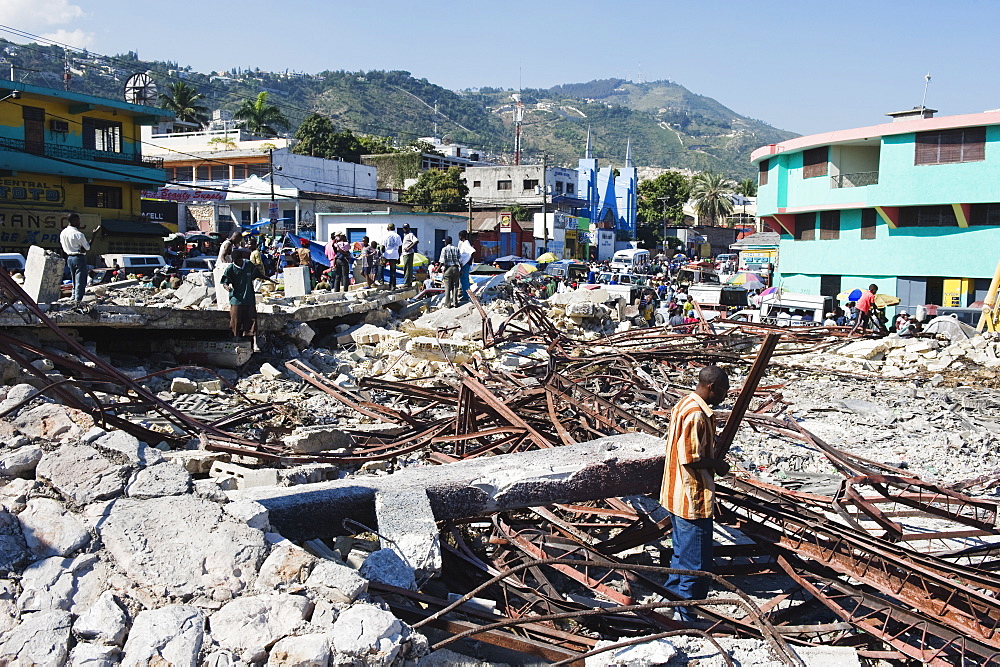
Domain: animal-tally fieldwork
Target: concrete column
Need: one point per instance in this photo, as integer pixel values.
(43, 273)
(297, 281)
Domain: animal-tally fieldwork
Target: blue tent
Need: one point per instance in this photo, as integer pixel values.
(316, 250)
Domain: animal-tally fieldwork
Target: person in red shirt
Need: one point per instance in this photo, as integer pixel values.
(865, 306)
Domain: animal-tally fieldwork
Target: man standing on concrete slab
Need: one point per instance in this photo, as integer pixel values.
(409, 247)
(450, 260)
(466, 250)
(238, 279)
(688, 491)
(391, 255)
(75, 245)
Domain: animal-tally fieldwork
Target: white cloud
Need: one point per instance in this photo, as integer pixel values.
(32, 15)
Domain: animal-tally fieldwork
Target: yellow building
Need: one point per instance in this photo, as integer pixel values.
(62, 152)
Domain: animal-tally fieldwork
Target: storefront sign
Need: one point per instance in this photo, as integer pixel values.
(184, 195)
(37, 193)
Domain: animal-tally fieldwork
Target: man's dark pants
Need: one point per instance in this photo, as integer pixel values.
(78, 271)
(692, 542)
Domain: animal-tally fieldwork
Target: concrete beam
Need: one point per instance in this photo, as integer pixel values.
(619, 465)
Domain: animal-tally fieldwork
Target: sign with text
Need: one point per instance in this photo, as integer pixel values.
(184, 195)
(22, 191)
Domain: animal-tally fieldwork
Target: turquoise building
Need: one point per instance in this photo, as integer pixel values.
(912, 205)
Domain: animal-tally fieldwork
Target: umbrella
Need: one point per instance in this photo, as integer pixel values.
(744, 277)
(883, 300)
(850, 295)
(522, 270)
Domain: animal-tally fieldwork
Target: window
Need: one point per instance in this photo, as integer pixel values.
(814, 162)
(829, 285)
(101, 196)
(985, 215)
(869, 218)
(805, 227)
(829, 226)
(927, 216)
(950, 146)
(102, 135)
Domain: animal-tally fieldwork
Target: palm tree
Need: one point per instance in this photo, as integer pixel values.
(710, 192)
(260, 117)
(184, 100)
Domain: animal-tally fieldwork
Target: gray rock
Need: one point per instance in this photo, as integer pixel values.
(127, 444)
(170, 635)
(368, 633)
(13, 550)
(48, 422)
(182, 545)
(104, 623)
(286, 564)
(20, 462)
(94, 655)
(80, 473)
(40, 639)
(386, 567)
(69, 584)
(159, 481)
(337, 582)
(302, 651)
(50, 530)
(251, 624)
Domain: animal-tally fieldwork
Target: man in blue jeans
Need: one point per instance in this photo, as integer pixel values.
(75, 245)
(688, 491)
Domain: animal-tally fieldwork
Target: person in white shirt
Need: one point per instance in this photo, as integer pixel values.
(409, 247)
(75, 245)
(466, 251)
(392, 245)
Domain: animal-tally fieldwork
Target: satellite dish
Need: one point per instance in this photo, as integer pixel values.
(140, 89)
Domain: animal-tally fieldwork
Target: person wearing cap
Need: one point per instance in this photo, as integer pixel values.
(406, 253)
(392, 246)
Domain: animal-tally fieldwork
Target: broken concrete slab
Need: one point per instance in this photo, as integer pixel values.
(40, 639)
(80, 473)
(170, 635)
(49, 529)
(253, 623)
(182, 545)
(613, 466)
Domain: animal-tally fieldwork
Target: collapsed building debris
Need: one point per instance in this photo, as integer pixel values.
(475, 483)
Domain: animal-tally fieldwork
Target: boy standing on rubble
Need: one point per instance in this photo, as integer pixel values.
(688, 490)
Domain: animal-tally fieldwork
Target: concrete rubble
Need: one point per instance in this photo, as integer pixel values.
(192, 550)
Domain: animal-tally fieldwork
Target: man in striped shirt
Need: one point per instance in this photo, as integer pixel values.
(689, 486)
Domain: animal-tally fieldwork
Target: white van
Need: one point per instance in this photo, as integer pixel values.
(142, 265)
(12, 261)
(629, 260)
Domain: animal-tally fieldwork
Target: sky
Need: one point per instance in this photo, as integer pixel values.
(804, 66)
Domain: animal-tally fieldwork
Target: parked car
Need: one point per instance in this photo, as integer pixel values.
(194, 264)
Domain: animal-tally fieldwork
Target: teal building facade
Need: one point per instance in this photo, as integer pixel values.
(912, 205)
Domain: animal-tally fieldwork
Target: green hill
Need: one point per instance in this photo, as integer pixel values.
(669, 126)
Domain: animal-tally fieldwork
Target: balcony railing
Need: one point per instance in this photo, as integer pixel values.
(64, 152)
(856, 180)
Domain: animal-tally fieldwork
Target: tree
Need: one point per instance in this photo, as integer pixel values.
(259, 117)
(184, 101)
(747, 187)
(711, 194)
(661, 198)
(437, 190)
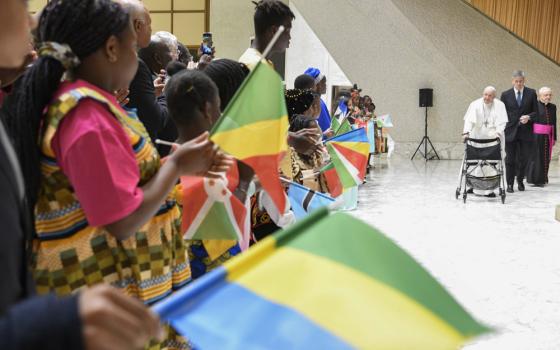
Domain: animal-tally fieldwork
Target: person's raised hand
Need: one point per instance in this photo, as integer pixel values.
(159, 83)
(200, 157)
(122, 96)
(114, 321)
(304, 140)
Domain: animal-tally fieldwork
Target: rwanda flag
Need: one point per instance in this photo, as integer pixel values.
(254, 126)
(304, 200)
(349, 155)
(329, 282)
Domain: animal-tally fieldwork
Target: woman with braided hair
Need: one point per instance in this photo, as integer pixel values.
(102, 204)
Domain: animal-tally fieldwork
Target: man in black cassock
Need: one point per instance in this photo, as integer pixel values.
(521, 106)
(544, 129)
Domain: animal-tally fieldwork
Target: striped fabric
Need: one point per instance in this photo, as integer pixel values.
(330, 282)
(70, 254)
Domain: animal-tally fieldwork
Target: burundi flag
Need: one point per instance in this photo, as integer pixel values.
(254, 126)
(328, 282)
(343, 127)
(304, 200)
(211, 211)
(385, 121)
(334, 182)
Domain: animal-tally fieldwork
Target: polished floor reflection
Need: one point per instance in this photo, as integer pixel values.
(502, 262)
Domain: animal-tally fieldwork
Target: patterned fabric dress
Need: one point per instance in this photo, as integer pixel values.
(69, 254)
(305, 169)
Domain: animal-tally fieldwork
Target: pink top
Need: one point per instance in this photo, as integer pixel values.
(95, 153)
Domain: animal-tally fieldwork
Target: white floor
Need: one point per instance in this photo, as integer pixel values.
(502, 262)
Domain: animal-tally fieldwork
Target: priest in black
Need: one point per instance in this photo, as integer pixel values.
(544, 129)
(522, 107)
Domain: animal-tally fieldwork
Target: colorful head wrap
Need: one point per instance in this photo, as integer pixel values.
(298, 101)
(315, 73)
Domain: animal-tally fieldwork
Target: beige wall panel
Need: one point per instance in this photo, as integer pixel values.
(534, 21)
(231, 23)
(188, 27)
(158, 5)
(189, 5)
(36, 5)
(161, 21)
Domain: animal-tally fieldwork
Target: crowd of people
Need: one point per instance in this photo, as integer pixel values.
(525, 122)
(92, 204)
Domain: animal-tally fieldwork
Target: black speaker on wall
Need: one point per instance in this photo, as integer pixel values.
(426, 100)
(426, 97)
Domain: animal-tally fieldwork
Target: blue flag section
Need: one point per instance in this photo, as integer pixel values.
(371, 136)
(358, 135)
(305, 200)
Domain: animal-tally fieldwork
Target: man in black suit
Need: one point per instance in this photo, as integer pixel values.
(521, 105)
(154, 55)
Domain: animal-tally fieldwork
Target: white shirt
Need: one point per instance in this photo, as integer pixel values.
(485, 121)
(516, 91)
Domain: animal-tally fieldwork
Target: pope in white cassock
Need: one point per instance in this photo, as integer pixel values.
(486, 118)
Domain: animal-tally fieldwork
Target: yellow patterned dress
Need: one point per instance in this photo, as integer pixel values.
(69, 254)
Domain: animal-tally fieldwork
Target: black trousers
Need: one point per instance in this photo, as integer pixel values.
(517, 157)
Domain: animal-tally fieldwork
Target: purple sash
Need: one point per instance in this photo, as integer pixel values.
(544, 129)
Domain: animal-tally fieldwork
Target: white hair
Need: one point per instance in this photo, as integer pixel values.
(518, 74)
(490, 88)
(168, 39)
(544, 90)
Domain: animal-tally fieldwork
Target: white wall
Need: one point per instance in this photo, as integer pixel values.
(392, 48)
(306, 50)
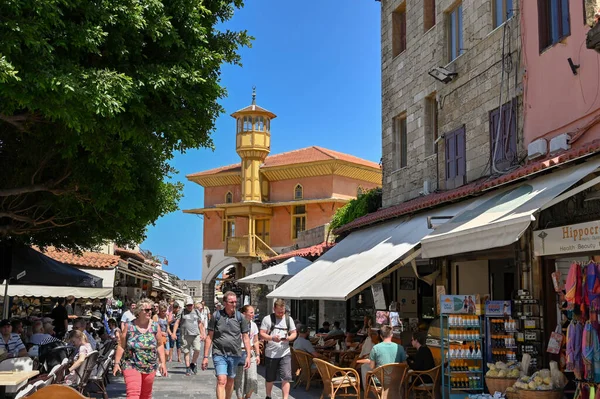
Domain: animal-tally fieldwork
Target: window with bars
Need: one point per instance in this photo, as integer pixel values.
(456, 160)
(553, 22)
(503, 136)
(455, 34)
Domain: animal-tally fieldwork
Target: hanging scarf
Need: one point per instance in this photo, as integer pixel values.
(574, 359)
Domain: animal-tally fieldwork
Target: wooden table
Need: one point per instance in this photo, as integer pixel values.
(12, 378)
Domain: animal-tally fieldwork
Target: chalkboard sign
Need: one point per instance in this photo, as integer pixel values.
(378, 296)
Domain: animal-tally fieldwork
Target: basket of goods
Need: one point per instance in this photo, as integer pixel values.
(544, 384)
(501, 376)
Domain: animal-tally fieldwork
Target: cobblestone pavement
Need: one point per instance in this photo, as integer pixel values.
(202, 385)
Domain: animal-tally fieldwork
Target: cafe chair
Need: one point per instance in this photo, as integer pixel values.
(16, 364)
(338, 381)
(423, 384)
(56, 392)
(387, 381)
(308, 373)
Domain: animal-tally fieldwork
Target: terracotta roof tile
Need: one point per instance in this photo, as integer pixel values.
(470, 189)
(86, 259)
(315, 250)
(303, 155)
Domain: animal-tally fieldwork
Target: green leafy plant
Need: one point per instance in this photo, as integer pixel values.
(364, 204)
(95, 98)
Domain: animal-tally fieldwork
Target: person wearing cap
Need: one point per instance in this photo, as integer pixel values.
(9, 342)
(302, 343)
(192, 333)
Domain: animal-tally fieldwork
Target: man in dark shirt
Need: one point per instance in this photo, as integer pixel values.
(61, 318)
(227, 330)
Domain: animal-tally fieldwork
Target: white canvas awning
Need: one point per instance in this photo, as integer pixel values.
(355, 261)
(500, 217)
(274, 274)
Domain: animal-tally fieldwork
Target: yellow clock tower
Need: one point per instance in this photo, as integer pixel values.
(253, 144)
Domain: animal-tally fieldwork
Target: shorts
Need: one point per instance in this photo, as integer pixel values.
(191, 342)
(226, 365)
(281, 366)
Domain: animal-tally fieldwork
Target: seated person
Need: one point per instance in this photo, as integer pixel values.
(302, 343)
(336, 332)
(386, 352)
(423, 360)
(11, 343)
(324, 329)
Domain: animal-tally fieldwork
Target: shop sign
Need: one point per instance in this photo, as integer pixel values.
(498, 308)
(459, 303)
(582, 237)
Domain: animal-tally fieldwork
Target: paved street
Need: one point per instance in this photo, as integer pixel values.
(178, 385)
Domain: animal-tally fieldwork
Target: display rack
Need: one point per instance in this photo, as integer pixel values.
(462, 354)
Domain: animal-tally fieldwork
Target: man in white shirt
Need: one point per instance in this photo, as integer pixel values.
(277, 330)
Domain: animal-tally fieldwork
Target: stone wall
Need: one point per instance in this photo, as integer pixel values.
(407, 89)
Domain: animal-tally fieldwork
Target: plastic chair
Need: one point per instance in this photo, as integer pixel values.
(16, 364)
(423, 383)
(386, 381)
(307, 372)
(337, 381)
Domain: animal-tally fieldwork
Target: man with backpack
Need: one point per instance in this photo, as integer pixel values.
(192, 332)
(227, 329)
(277, 330)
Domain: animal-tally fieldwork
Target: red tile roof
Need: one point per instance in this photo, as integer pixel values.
(86, 259)
(303, 155)
(471, 189)
(315, 250)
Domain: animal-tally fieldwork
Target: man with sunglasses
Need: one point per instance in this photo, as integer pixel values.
(227, 329)
(192, 333)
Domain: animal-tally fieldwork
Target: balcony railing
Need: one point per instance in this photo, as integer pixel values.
(249, 246)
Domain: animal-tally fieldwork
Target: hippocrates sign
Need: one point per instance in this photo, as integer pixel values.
(582, 237)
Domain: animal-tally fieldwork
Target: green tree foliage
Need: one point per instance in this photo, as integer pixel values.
(95, 98)
(364, 204)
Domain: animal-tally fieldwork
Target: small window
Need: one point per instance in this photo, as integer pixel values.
(399, 30)
(400, 147)
(431, 125)
(553, 22)
(455, 39)
(456, 164)
(428, 14)
(298, 220)
(503, 11)
(298, 192)
(503, 146)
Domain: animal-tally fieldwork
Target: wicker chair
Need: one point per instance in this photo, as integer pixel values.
(337, 381)
(307, 372)
(386, 381)
(423, 384)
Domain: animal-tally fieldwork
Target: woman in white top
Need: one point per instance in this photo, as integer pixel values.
(246, 381)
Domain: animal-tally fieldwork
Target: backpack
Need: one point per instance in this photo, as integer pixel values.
(273, 322)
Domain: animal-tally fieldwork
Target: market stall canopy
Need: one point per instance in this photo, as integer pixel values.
+++
> [TASK PROMPT]: Return every line of the records that contains the word "flag".

> [RESPONSE]:
Target: rwanda flag
Target: burundi flag
Target: blue flag section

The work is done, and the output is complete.